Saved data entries
★ ★ ★ ★
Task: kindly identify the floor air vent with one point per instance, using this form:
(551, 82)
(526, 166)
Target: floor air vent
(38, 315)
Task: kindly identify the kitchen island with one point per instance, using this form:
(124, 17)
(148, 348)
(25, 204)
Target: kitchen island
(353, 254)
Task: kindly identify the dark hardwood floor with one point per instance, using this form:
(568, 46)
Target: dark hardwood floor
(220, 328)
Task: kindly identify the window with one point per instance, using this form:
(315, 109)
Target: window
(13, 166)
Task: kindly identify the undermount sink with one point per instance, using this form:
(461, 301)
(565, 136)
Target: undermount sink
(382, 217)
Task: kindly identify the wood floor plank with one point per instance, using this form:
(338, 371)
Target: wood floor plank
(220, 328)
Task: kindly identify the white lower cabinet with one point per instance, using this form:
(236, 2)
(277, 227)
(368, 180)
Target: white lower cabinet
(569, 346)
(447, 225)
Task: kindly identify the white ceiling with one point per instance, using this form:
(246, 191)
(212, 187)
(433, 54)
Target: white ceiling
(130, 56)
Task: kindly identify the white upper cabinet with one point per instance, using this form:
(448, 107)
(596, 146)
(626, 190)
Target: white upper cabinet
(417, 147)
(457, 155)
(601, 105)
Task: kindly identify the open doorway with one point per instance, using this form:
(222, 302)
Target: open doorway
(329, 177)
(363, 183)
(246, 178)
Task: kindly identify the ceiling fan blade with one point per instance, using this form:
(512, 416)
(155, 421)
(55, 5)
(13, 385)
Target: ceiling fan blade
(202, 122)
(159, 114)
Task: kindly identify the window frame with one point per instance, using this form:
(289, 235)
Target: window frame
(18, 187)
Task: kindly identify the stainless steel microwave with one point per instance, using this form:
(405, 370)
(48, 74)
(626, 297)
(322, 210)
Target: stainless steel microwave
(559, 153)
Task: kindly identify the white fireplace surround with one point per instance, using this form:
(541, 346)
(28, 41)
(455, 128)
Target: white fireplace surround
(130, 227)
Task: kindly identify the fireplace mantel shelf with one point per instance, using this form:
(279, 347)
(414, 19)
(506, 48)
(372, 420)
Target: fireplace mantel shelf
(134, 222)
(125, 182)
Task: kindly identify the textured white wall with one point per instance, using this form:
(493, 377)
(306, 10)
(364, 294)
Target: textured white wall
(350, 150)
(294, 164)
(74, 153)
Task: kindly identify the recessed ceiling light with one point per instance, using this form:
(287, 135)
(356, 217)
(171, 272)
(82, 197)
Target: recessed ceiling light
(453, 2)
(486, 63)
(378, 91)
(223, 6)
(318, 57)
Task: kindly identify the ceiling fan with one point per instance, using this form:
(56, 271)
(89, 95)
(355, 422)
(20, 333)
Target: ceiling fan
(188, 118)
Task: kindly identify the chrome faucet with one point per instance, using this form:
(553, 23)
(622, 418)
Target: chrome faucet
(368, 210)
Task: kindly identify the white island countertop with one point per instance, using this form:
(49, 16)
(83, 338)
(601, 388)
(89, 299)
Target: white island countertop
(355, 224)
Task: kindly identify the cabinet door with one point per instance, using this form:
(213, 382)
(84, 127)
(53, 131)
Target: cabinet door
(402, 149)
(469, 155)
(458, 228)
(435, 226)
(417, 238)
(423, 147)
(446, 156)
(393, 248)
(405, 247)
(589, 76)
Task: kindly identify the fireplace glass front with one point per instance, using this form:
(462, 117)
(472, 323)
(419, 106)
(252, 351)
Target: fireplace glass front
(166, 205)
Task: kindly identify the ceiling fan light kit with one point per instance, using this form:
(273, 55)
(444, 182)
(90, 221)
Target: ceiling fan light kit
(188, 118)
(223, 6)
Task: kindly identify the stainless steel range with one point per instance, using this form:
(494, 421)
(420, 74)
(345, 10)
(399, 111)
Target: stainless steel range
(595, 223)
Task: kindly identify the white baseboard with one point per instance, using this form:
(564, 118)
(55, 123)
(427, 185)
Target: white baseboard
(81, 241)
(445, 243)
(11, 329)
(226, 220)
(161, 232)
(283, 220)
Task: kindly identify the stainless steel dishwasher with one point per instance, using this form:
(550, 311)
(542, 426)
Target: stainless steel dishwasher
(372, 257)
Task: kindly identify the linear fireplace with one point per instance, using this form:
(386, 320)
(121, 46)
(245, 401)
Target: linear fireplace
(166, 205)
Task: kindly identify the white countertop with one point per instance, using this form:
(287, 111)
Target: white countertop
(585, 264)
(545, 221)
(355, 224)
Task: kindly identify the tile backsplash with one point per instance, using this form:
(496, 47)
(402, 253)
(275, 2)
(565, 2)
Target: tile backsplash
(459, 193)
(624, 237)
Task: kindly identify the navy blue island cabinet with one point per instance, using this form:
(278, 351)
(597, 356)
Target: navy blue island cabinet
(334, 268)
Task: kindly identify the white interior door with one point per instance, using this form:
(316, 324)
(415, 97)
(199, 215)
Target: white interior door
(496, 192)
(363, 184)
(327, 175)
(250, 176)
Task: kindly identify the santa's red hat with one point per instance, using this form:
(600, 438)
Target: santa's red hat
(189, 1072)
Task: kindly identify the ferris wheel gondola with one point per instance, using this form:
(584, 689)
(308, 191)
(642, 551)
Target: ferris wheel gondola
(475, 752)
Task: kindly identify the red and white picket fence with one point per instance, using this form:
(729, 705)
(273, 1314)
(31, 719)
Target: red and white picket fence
★ ★ ★ ★
> Exercise objective:
Search the data above for the word "fence". Copy each line it is in.

> Response for this exercise:
Task: kindly identify the red and white picket fence with one point per instance, using this form:
Target: red and white picket fence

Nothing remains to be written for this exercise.